→ **Written exercise**
Rewrite the records below as a numbered list, beginning with the line that contains "Exercise. Point out the fender" and ending with the line that contains "point(1187, 307)", both included. Leave out any blank lines and all other records.

→ **Dataset records**
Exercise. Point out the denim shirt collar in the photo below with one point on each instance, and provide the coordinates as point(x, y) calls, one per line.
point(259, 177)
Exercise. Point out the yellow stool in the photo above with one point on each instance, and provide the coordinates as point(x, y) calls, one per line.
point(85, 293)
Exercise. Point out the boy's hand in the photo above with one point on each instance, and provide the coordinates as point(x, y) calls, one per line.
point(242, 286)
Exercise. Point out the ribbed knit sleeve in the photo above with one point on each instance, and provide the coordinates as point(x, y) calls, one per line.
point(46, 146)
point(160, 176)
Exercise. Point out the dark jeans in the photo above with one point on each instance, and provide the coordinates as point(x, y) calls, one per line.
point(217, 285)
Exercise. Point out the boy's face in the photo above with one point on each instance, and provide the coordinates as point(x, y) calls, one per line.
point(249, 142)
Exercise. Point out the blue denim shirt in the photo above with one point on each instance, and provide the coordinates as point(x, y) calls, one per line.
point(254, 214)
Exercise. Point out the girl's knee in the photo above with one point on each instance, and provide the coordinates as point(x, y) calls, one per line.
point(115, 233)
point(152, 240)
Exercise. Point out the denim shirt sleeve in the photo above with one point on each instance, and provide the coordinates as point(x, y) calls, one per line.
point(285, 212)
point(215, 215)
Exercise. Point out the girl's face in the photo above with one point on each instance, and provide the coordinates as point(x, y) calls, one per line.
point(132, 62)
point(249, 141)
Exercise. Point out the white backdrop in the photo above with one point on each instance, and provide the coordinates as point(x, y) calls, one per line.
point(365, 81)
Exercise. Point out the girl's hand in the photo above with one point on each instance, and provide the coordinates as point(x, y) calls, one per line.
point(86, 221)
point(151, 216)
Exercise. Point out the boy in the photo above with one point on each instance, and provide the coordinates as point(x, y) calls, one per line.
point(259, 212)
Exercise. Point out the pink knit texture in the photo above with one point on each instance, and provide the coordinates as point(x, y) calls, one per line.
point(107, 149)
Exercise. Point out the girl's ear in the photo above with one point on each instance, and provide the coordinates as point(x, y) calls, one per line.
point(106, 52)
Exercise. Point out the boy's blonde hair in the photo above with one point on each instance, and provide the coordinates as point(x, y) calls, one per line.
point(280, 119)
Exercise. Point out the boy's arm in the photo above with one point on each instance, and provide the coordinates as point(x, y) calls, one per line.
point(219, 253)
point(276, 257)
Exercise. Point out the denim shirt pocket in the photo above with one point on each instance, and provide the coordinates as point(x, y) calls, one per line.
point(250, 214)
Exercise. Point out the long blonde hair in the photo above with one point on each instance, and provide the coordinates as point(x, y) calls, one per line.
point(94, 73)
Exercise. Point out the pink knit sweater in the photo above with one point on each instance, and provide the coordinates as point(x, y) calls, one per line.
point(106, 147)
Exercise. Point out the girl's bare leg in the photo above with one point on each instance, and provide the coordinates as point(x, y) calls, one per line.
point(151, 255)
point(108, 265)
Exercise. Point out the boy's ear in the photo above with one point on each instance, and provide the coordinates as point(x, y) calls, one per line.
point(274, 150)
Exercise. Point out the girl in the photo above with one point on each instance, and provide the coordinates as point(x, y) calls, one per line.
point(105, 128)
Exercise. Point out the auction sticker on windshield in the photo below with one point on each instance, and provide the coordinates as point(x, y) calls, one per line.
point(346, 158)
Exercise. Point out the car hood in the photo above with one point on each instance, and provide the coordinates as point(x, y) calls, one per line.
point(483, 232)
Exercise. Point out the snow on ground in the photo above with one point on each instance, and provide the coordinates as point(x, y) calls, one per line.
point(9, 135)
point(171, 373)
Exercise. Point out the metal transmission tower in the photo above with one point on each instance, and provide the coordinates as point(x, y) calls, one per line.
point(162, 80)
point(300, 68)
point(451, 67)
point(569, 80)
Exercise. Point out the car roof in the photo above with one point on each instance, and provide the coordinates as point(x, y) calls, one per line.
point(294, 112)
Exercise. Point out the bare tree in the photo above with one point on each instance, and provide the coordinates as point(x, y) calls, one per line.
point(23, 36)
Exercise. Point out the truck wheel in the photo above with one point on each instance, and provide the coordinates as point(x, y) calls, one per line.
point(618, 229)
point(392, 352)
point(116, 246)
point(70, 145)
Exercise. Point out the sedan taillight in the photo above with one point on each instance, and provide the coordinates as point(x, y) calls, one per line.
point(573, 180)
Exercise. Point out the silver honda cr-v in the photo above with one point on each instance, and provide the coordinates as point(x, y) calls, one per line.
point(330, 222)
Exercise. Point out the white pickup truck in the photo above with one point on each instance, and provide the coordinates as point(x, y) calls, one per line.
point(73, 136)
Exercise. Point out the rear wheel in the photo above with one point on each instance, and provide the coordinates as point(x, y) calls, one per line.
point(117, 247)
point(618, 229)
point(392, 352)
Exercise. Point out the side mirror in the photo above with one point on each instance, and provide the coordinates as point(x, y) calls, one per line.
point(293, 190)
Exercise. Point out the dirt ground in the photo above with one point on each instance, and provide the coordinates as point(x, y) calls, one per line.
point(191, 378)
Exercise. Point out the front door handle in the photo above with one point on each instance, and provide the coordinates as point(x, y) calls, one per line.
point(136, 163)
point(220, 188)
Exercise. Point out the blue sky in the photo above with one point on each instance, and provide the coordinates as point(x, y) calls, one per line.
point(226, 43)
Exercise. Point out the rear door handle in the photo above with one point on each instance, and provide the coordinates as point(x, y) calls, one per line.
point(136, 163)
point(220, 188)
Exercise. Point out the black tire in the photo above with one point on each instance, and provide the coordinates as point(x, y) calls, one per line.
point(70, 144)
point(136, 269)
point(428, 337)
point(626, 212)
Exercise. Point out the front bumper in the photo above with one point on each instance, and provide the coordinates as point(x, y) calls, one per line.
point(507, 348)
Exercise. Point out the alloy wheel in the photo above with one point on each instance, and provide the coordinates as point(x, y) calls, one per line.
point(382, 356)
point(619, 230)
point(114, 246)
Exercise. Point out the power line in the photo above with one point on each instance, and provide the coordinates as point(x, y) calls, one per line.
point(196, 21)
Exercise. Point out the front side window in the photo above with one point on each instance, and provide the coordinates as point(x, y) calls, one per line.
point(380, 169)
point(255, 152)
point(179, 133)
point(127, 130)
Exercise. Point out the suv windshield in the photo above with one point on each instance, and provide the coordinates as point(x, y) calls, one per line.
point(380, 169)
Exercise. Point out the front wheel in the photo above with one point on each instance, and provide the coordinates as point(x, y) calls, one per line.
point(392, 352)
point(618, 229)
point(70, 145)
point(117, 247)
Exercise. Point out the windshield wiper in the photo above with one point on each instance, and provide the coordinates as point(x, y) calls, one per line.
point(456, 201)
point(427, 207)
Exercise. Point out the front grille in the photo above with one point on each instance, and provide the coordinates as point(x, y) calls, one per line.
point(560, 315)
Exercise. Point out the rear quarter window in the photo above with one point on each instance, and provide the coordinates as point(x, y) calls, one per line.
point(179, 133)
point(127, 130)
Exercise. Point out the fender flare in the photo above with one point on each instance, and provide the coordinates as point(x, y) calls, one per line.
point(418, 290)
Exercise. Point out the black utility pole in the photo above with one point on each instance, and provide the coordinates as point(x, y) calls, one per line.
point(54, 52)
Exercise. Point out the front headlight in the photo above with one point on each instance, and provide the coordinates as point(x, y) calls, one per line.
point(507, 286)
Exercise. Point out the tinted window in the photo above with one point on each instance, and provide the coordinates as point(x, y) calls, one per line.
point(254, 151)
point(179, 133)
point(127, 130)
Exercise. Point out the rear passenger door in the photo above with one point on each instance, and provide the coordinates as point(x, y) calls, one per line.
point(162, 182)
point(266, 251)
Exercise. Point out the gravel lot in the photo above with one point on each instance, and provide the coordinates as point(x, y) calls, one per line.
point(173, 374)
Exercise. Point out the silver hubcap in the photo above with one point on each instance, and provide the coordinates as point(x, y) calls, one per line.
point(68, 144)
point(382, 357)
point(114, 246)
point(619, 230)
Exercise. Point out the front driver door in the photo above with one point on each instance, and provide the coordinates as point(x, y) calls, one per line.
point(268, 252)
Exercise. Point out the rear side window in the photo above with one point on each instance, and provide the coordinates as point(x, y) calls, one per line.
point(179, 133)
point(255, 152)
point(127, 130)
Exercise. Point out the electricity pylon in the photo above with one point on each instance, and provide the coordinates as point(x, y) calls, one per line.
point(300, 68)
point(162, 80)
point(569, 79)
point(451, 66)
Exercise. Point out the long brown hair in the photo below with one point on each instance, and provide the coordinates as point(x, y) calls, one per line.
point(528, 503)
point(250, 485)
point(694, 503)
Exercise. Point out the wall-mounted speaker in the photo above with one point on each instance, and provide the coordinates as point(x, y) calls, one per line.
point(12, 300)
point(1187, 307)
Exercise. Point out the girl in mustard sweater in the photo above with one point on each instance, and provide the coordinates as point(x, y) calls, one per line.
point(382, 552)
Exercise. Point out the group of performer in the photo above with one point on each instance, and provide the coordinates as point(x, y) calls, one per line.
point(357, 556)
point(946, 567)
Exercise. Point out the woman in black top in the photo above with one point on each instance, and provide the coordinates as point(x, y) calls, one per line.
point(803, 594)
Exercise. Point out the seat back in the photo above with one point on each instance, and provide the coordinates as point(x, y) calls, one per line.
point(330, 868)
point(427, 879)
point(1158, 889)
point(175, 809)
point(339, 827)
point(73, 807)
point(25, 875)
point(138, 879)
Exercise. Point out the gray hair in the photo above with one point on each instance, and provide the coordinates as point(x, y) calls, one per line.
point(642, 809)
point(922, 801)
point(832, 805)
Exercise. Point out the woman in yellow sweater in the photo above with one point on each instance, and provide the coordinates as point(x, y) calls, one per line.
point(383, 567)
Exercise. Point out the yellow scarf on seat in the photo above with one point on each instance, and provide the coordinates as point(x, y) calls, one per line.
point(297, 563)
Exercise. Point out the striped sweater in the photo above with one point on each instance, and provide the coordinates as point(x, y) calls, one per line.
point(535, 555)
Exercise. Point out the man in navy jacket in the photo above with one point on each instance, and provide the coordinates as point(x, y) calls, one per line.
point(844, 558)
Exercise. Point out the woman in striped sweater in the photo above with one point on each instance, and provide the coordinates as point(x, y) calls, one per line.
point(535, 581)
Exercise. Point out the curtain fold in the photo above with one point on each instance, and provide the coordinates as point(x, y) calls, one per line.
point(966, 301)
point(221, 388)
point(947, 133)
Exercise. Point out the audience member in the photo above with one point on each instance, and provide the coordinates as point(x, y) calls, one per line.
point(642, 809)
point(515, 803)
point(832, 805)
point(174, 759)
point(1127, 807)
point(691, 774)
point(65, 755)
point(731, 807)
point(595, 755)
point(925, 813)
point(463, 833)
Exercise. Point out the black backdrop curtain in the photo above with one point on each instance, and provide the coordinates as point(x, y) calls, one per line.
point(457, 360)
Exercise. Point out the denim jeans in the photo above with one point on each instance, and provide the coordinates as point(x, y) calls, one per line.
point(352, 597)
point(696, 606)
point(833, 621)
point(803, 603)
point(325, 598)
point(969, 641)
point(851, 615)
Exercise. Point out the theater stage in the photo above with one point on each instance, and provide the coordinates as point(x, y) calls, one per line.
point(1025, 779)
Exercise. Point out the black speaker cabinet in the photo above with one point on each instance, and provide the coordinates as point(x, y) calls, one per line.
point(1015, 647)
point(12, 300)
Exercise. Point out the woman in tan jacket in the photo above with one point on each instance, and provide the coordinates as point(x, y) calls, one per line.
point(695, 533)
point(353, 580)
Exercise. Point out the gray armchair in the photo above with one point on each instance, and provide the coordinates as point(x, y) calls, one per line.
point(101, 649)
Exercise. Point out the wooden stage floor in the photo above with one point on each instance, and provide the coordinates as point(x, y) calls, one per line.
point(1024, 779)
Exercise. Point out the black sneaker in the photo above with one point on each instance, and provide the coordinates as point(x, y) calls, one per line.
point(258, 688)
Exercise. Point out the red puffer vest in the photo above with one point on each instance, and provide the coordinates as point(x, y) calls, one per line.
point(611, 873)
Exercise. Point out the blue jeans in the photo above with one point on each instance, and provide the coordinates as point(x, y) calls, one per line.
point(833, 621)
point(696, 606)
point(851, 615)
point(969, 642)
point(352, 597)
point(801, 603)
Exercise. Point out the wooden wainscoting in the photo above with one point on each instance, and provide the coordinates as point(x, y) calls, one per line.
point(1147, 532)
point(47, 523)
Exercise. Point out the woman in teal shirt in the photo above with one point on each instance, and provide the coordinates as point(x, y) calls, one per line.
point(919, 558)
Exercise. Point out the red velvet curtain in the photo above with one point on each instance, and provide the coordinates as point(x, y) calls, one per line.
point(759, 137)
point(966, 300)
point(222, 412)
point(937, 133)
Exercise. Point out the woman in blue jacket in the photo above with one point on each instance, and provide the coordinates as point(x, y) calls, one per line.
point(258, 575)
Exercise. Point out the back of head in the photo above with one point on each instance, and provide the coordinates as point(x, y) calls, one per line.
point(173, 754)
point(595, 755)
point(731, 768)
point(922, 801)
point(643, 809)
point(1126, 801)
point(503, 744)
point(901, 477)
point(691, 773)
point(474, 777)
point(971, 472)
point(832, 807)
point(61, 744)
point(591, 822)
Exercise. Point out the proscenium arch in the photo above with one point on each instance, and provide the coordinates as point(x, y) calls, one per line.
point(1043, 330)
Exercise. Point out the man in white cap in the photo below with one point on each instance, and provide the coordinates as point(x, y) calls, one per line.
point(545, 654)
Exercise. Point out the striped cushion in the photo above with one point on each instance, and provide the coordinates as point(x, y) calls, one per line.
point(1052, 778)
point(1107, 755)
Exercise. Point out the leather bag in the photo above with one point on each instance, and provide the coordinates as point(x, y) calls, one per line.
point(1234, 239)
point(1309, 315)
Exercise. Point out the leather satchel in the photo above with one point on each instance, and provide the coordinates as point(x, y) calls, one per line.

→ **Finished task**
1. Exercise. Point out the fender flare in the photo above with one point on each instance, and provide the coordinates as point(x, y) calls, one per line.
2. point(418, 290)
3. Exercise. Point out the black utility pole in the photo above with one point on each instance, and provide the coordinates as point(x, y) calls, one per line.
4. point(54, 52)
5. Exercise. Point out the front headlight in the photo above with one point on each instance, and provide the coordinates as point(x, y) calls, one per line.
6. point(507, 286)
7. Exercise. Point out the tinted window in the photo above with one point on each instance, and provide the coordinates as point(x, y) calls, one per line.
8. point(254, 151)
9. point(179, 133)
10. point(127, 130)
11. Exercise. Point out the rear passenger door in the photo above with one point on each instance, and provide the coordinates as point(x, y) calls, one per line.
12. point(162, 182)
13. point(266, 251)
14. Exercise. Point out the gravel lot in the photo above with one point on each instance, and provide the coordinates as point(x, y) calls, one per line.
15. point(173, 374)
16. Exercise. Point out the silver hubcap in the photo above with one point on each instance, and provide the coordinates as point(x, y) calls, one per line.
17. point(68, 144)
18. point(382, 357)
19. point(114, 246)
20. point(619, 230)
21. Exercise. Point out the front driver door in the photo above with one point on each instance, and provide the coordinates as point(x, y) calls, one per line.
22. point(268, 252)
23. Exercise. Point out the rear side window in the photo above with one point on each instance, and provide the coordinates as point(x, y) calls, one per line.
24. point(179, 133)
25. point(255, 152)
26. point(127, 130)
27. Exercise. Point out the electricity pylon in the photo above with one point on each instance, and provide the coordinates as point(x, y) calls, one per line.
28. point(300, 68)
29. point(162, 80)
30. point(569, 79)
31. point(451, 66)
32. Exercise. Point out the long brown hair in the photo below with one point on each instance, and provide the coordinates as point(x, y) calls, one per line.
33. point(528, 503)
34. point(250, 485)
35. point(694, 503)
36. Exercise. Point out the wall-mounted speaker in the photo above with one point on each instance, and provide the coordinates as point(x, y) calls, one per line.
37. point(12, 300)
38. point(1187, 307)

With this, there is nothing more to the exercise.